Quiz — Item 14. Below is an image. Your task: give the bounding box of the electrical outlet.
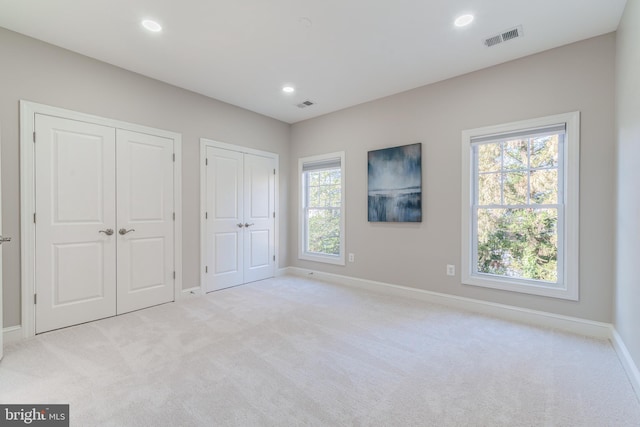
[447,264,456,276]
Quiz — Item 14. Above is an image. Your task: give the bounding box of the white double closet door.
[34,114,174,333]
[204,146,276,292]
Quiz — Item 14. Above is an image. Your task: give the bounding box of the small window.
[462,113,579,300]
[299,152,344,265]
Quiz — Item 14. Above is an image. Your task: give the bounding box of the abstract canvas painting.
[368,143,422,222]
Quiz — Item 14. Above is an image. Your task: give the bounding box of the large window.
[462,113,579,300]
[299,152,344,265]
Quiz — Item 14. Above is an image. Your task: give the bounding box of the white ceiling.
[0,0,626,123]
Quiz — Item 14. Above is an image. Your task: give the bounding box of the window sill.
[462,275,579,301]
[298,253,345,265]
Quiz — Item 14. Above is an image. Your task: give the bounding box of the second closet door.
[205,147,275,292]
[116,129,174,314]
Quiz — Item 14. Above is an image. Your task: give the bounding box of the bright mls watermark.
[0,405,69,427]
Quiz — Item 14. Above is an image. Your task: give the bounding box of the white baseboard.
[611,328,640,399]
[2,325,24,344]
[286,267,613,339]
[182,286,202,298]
* * *
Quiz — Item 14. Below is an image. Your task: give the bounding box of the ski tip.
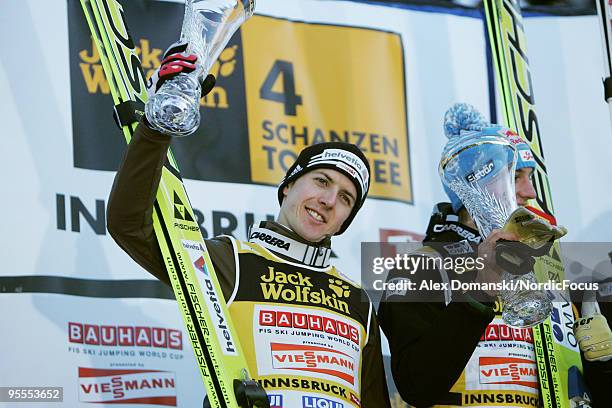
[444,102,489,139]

Exercise: Output the rows between the line holding "the electrical outlet." and the line holding "[0,0,626,123]", inclusive, copied verbatim. Omit the pictures.

The response:
Quiz — Item 14. Below is an image. Your task: give the bounding box of the electrical outlet.
[447,264,456,276]
Quiz — Item 14. Above is an image. Your task: give the bounding box of the white double closet door.
[34,114,174,333]
[204,146,276,292]
Quiz — Item 14. Above is an image. Your task: give the bounding box of the small window.
[462,113,579,300]
[299,152,344,265]
Quiz — Item 14. Above is an image. Your task: give the bounding box of the abstract canvas painting.
[368,143,422,222]
Quiz — Item 14. Above is an image. Your task: give the bounding box of the large window.
[462,113,579,300]
[299,152,344,265]
Quiz — Item 14. Above is an image. Your task: give the bounding box of the white ceiling.
[0,0,626,123]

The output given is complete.